- SUPPLIED TEXT -

· · · ·

DUAL RAIL ENCODING FOR HANDSHAKE COMMUNICATION
In asynchronous circuit, clock signal is replaced by some form of handshaking neighboring registers. There exist several different protocols to implement a handshaking communication like 2-phase dual rail encoding, 4-phase dual rail encoding, bundled data etc.
Figure 4 shows an example of 4-Phase Dual rail encoding.
Figure 4 : 4-Phase Dual Rail Encoding
Two parties can talk to each other reliably regardless of delays in the wires connecting the two and hence the protocol is also called delay insensitive encoding.
Highlights:
- Dual rail uses 2 wires per bit of data transfer, one wire for signaling Logic 1 and other to indicate Logic 0.
- n–bit data communication requires 2n wires
- Spacer means no Data. 0 or 1 means valid data. “11” is INVALID
- Each bit is self-timed
- Other delay-insensitive codes exist (e.g. m-of-n) and event–based signaling.
2-phase dual rail also uses 2 wires per bit but information is encoded as events (0 to 1, 1 to 0). New codeword is received when one wires makes a transition. There is no empty Value (“00” does not exist). A Valid message acknowledge followed by another valid message.
LEGACY SYNCHRONOUS INTERCONNECT
The initial design approach of SoC designers was to select the IP blocks needed to meet application requirements, place them on silicon and connect them with a standard on-chip bus. As was the case with multimillion-gate ASICs containing many connected IP blocks, today’s SoC cannot be built around a single bus. Instead, complex hierarchies of buses are used, with sophisticated protocols and multiple bridges between them (Figure 5).
Figure 5 : Synchronous IP Interconnect
Communication between any two IP blocks can be via several buses, which places a lot of strain on meeting timing requirements. Essentially bus-based interconnects are being stretched to the point where they cannot be scaled further.

· · · ·

- THE EXERCISE -
According to the dual rail encoding text, how many wires does an n-bit data communication require?

· · · ·

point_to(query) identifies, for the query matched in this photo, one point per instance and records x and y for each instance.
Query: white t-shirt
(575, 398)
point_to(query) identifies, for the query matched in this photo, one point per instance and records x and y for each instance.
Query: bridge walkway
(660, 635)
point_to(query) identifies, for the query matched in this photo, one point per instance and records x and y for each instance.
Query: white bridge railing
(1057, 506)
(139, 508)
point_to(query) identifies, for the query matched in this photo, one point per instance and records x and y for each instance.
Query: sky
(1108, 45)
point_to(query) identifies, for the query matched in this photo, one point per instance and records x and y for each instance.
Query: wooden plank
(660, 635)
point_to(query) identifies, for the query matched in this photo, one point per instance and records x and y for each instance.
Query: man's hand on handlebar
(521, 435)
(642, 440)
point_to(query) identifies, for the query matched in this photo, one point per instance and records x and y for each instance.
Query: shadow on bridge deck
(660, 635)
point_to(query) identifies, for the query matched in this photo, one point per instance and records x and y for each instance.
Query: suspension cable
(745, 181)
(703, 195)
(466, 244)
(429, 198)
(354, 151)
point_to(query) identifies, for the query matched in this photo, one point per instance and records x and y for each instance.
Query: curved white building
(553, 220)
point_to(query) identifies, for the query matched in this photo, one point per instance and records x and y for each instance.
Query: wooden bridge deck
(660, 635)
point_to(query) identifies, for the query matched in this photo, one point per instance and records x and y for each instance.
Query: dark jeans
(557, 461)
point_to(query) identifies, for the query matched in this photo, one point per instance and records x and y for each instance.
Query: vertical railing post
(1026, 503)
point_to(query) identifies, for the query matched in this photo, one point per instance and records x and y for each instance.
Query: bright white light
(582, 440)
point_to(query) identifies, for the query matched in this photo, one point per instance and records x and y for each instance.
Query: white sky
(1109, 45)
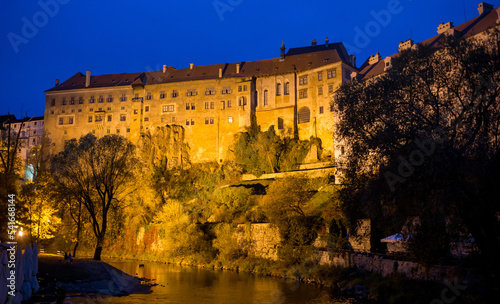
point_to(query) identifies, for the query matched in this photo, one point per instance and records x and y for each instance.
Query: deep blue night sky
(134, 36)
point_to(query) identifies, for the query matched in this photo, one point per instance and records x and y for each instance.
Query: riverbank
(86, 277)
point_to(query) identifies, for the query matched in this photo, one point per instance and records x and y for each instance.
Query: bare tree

· · · ·

- EXERCISE SOLUTION -
2n wires